Adulthood. Yeah. That. But you can still meet your friends in front of the lockers at lunch, play board games and munch on Rice Krispies treats at Art Major, a gallery/bar/hangout in Koreatown that's designed to let you go back in time.
Los Angeles natives and art-trepreneurs Jessica Pak and Brian Lee’s last gallery, Hold Up Art in Little Tokyo, also brought fun art to the masses in a highly trafficked location. This time around, the vision includes childhood nostalgia and carefree play. Just with booze.
Longtime friends who first met in seventh grade at Harvard-Westlake, Pak and Lee were tight in high school, and then both majored in art history at USC. They picked Koreatown for their concept, named as a nod to their shared college experience, because they wanted to create something unique among K-town’s ubiquitous and formulaic bars, barbecue restaurants and karaoke lounges.
Lee says, “Growing up in Koreatown, [you see] a lot of the same establishments, and very little amount of innovation in terms of retail spaces. We do know that the community [wanting a local space] exists. The creative community is looking for a little different pace, a little slower, a little more DIY.” While the space is 21-and-over, Lee notes early feedback is that the not-barlike atmosphere is welcome in the neighborhood: “It’s a little more subdued than what you get at a soju bar or a barbecue place.”

***

Problems to work on:
**1.** Answer from the Art Major article:
(a) What was the name of Pak and Lee's previous gallery, and in which neighborhood was it?
(b) In what grade and at what school did Pak and Lee first meet?
(c) What is the age requirement for the space?
**2.** From the Art Major article, write out the passage from "Longtime friends who" to "and karaoke lounges." word for word.
The data that comes next is separate material, unrelated to the Art Major article.

Data block:
***

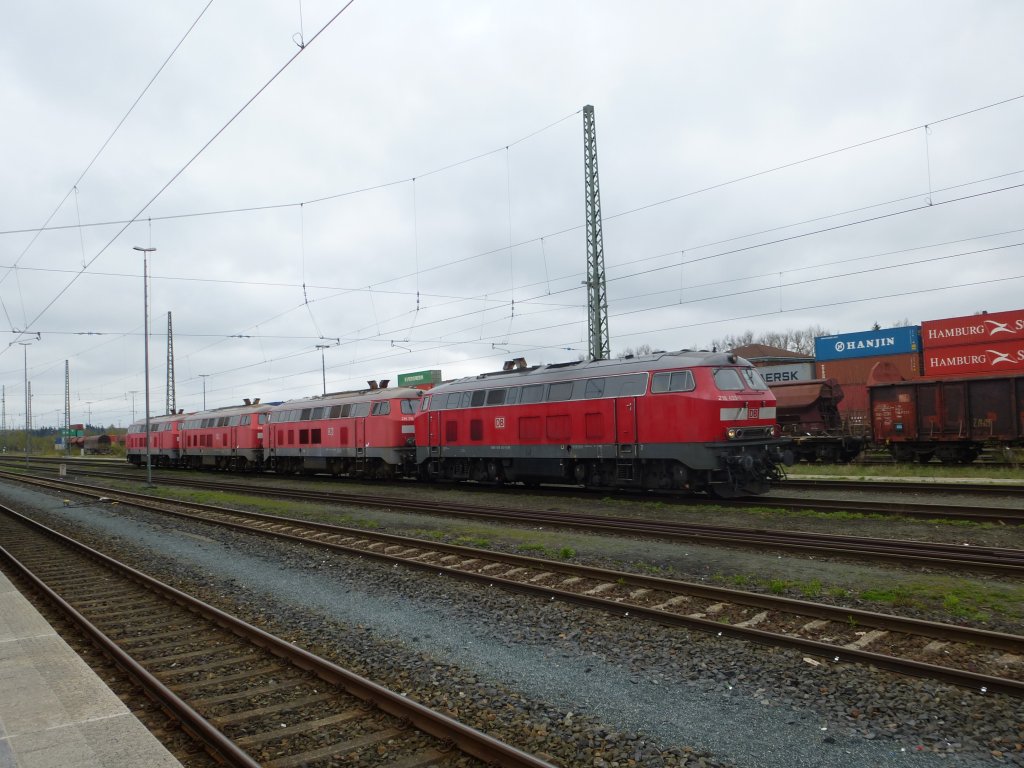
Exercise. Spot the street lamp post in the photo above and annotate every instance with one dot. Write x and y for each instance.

***

Complete answers:
**1.**
(a) Hold Up Art, in Little Tokyo.
(b) In seventh grade at Harvard-Westlake.
(c) It is 21-and-over.

**2.**
Longtime friends who first met in seventh grade at Harvard-Westlake, Pak and Lee were tight in high school, and then both majored in art history at USC. They picked Koreatown for their concept, named as a nod to their shared college experience, because they wanted to create something unique among K-town’s ubiquitous and formulaic bars, barbecue restaurants and karaoke lounges.